Exercise passage
This is in stark contrast to GDPR, where adherence to a Code of Conduct, such as described in Articles 40 and 41, serves to demonstrate compliance. It serves not just as an ethical aspiration, but as demonstrable evidence of compliance.
One more critical distinction: Failure to adhere to guidelines and best practices does not carry severe penalties. Violations of GDPR, by contrast, can bring disastrous consequences.
Another source of potential linguistic confusion is “Cross-Border” data transfer versus “Third-Country Transfer.”
Unlike other GDPR terms, which are defined more expansively than their U.S. analogs, the GDPR meaning of “cross-border” data transfers is narrower than the U.S. concept. A U.S. practitioner will understand “cross-border” transfer as any international data transfer, whether into the U.S. or not.
When GDPR references the term “Cross Border,” the phrase applies only to the transfer of data within the EU territorial limits of a single controller, processor, or establishment.38 Transfers that are not within the Union are called “Third-Country Data Transfers” in the GDPR.
GDPR describes “[f]lows of personal data to and from countries outside the Union” as necessary for the expansion of International Trade and Cooperation in Recital 101 GDPR. Though not specifically defined in GDPR, “third country” means a country outside of the EU, or any country that is not a European Union member state.

Data for analysis
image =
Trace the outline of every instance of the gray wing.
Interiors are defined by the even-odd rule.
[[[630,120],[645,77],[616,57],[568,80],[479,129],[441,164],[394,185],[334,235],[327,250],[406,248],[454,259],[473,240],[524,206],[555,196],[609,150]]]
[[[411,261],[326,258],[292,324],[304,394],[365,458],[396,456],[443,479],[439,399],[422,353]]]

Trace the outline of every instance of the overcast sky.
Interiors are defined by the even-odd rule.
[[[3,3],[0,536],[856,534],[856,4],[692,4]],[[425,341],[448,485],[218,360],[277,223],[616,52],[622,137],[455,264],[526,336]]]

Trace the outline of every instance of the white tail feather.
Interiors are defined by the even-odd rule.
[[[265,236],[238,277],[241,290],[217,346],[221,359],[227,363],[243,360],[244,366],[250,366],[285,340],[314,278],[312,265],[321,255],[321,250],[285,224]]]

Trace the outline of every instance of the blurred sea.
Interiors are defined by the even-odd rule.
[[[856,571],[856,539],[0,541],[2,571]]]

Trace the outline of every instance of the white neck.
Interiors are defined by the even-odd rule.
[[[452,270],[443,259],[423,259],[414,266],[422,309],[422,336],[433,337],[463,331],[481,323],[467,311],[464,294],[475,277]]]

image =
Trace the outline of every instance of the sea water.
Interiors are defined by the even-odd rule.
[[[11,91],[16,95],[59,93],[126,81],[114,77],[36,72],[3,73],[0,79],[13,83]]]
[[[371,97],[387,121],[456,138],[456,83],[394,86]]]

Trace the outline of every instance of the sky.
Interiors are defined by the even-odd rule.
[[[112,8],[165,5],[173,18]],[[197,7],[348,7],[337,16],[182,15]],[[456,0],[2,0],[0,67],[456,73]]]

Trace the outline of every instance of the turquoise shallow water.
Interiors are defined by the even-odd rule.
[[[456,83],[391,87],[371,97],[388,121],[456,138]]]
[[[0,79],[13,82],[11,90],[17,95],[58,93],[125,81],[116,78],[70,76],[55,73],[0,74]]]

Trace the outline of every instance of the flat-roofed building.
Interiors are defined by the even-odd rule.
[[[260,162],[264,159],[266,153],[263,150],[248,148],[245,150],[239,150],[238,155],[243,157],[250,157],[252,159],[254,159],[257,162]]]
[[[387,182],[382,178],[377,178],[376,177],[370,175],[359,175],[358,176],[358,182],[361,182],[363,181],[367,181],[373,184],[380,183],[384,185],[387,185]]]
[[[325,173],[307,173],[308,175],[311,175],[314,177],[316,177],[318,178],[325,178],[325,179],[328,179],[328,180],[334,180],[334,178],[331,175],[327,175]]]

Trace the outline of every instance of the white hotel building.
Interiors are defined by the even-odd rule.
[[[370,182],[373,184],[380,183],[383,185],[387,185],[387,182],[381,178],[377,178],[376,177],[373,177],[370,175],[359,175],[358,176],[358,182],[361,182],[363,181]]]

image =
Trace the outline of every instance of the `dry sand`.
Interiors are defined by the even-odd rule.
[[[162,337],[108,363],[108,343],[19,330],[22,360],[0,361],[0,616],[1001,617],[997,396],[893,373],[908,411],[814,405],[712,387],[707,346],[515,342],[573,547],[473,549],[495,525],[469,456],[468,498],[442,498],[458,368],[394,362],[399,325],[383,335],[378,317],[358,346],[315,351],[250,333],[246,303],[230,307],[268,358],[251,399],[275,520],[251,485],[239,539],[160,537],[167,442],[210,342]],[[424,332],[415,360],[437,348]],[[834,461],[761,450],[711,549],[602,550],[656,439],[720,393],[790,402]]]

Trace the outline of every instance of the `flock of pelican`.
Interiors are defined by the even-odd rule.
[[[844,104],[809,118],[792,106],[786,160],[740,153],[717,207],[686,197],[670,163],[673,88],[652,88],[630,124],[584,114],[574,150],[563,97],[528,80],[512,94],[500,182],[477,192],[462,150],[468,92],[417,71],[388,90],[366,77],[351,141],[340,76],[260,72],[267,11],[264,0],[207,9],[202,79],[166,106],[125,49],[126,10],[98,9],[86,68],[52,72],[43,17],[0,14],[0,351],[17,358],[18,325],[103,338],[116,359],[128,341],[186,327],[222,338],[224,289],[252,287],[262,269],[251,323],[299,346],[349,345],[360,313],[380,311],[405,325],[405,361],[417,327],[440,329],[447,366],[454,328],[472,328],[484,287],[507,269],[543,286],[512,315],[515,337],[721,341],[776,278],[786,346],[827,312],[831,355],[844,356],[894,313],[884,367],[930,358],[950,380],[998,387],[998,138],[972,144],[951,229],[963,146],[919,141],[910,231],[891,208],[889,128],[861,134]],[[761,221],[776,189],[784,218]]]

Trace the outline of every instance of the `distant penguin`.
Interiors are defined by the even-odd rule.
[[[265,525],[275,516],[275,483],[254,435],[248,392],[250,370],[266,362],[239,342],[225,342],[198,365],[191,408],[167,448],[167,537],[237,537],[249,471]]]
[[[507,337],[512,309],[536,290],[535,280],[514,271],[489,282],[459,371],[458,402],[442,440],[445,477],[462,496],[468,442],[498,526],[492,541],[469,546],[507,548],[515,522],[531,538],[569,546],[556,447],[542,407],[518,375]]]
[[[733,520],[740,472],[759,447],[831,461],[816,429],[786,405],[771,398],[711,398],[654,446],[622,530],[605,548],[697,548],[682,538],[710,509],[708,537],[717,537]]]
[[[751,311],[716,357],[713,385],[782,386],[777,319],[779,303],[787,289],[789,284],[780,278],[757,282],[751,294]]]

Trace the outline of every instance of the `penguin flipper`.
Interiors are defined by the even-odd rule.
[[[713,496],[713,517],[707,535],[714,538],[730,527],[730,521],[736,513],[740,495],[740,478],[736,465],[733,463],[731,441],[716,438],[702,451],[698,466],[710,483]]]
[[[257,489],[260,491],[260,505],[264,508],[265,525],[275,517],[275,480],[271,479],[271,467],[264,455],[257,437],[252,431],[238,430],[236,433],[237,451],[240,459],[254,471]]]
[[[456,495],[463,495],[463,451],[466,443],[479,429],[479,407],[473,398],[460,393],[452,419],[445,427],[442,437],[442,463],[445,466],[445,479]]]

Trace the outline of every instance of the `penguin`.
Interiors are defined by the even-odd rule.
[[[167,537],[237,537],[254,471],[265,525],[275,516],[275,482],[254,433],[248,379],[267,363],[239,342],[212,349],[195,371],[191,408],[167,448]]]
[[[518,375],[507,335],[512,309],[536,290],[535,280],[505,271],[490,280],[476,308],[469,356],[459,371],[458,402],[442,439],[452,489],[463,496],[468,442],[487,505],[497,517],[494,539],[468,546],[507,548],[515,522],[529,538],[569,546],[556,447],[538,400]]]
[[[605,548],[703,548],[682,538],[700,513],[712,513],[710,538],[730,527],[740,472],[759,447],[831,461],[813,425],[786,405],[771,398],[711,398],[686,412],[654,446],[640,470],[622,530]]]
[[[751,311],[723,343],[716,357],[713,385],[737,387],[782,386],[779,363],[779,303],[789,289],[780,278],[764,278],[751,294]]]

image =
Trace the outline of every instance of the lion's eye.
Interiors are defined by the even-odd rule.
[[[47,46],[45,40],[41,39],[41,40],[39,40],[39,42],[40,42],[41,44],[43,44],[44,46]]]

Task
Write the next part of the passage on GDPR and U.S. data-transfer terms, picking up after its last sentence. The rows have nothing to do with the text.

Task response
Transfer of data to a “third country” means any data transfer made beyond the EU, whether or not the data will be actively used or merely stored in the “third country.” GDPR specifies that data may only be transferred to a “third country” if the European Commission establishes that the “third country” will provide an “adequate” level of protection.
Under the current Directive, the EU Commission has found the level of data protection adequate only in Andorra, Argentina, Israel, Canada (only for data protected by Canada’s Personal Information Protection and Electronic Documents Act (PIPEDA)), Faroe Islands, Guernsey, Isle of Man, Jersey, New Zealand, Switzerland, and Uruguay. Whether or not these countries will continue to be deemed adequate under the higher standards that GDPR sets is an open question.
The U.S. level of data protection is, notably, not deemed to be “adequate.” U.S. entities certified under the Privacy Shield39 program, however, have been deemed to provide “adequate” levels of protection. The Privacy Shield has survived its first annual review by the EU Commission. After that review, important recommendations were made to the U.S. government in order for the Privacy Shield to remain valid. It is not known at this time whether the U.S. government will address these issues.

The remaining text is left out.